**Article:**
— START —

So one thing I do want to our viewers and listeners to keep in mind is for both logistics and operations and even plans, it's not just one community. When we have a disaster, it does affect multiple counties, multiple parts of our state. So we are really pushing out resources statewide. Yeah, so it's not just doing, hey, one county specifically, it is 67 at one time, everything going on. So we are managing such a large fold that is pretty impressive that you guys are able to manage all that during disasters.

SPEAKER_06

There's logistically from the warehouse or from wherever the food and water comes from, but typically it comes directly from the warehouse. It gets pushed out through large uh transportation tactics in order to get it to where you state.

SPEAKER_01

No, absolutely. It it it is a it is a feat in and of itself. Um we're gonna go a little bit rapid fire here. We're gonna talk about um uh communications. Um, you know, it's very similar to uh to power. Any anything that's different about communications being it tele uh telecommunications, radio towers, um uh fiber, Comcast cable, you know, uh we'll just say the cable independent cable uh companies, anything that's different there as we look at uh from a logistics planner or a um operations standpoint on on comms?

SPEAKER_06

Sure, there may not be any comms.

SPEAKER_05

Yeah, com comms is a commodity in my going on today. There's nothing.

— END —

[Shape annotation entries]
— START —

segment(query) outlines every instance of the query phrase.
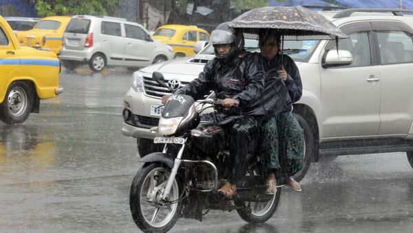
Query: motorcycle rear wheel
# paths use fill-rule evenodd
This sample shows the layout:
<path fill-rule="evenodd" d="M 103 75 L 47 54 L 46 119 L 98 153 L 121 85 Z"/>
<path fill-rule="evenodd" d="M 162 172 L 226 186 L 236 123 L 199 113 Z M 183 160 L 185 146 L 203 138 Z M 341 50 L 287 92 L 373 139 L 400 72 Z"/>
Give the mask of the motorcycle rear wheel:
<path fill-rule="evenodd" d="M 250 223 L 264 223 L 270 219 L 279 202 L 281 196 L 281 188 L 277 188 L 277 192 L 273 196 L 273 198 L 268 202 L 252 202 L 252 201 L 235 201 L 235 204 L 237 206 L 247 207 L 237 209 L 238 215 L 244 221 Z"/>
<path fill-rule="evenodd" d="M 143 168 L 134 178 L 129 195 L 129 207 L 135 224 L 144 232 L 166 232 L 179 218 L 181 201 L 162 204 L 160 195 L 171 174 L 171 169 L 161 163 Z M 169 192 L 169 201 L 180 196 L 179 180 L 176 179 Z"/>

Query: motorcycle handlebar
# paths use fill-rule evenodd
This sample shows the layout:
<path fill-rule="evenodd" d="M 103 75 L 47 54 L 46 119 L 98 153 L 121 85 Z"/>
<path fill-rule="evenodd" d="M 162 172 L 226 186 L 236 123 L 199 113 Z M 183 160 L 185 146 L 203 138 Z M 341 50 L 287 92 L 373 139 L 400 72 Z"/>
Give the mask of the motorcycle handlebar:
<path fill-rule="evenodd" d="M 213 107 L 222 107 L 222 100 L 219 99 L 207 99 L 202 102 L 211 104 Z"/>

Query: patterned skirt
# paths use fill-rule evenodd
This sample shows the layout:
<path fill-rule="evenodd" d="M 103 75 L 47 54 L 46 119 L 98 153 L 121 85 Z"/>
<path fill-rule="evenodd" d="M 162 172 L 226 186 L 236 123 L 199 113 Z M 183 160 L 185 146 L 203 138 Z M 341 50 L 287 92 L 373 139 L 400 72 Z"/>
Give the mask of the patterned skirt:
<path fill-rule="evenodd" d="M 293 113 L 273 116 L 262 128 L 260 158 L 266 173 L 275 170 L 277 179 L 302 168 L 304 132 Z"/>

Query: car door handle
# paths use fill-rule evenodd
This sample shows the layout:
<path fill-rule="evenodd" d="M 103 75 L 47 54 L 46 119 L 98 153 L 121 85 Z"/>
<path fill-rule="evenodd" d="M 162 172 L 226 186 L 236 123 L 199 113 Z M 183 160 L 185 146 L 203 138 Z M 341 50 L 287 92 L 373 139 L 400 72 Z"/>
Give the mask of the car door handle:
<path fill-rule="evenodd" d="M 366 80 L 369 83 L 376 83 L 380 81 L 380 78 L 375 77 L 374 75 L 370 75 L 370 77 Z"/>

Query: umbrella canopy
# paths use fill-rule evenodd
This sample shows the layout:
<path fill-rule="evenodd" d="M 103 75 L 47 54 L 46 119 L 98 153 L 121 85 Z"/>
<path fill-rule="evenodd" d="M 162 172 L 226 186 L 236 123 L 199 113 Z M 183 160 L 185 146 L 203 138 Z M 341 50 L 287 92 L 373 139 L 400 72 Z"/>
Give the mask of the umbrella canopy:
<path fill-rule="evenodd" d="M 229 22 L 246 33 L 275 29 L 284 40 L 337 39 L 347 35 L 324 16 L 301 6 L 273 6 L 247 11 Z"/>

— END —

**Tasks for this exercise:**
a) Can you summarize the transcript in two sentences?
b) What kinds of communications infrastructure or providers are named in the transcript?

**Answers for the exercise:**
a) Disasters affect multiple counties at once, so resources are pushed out statewide across all 67 counties rather than to one county specifically. Food and water typically come directly from the warehouse and are moved out through large transportation efforts, and when the discussion turns to communications, one speaker notes there may not be any comms.

b)
- Telecommunications
- Radio towers
- Fiber
- Comcast cable
- Independent cable companies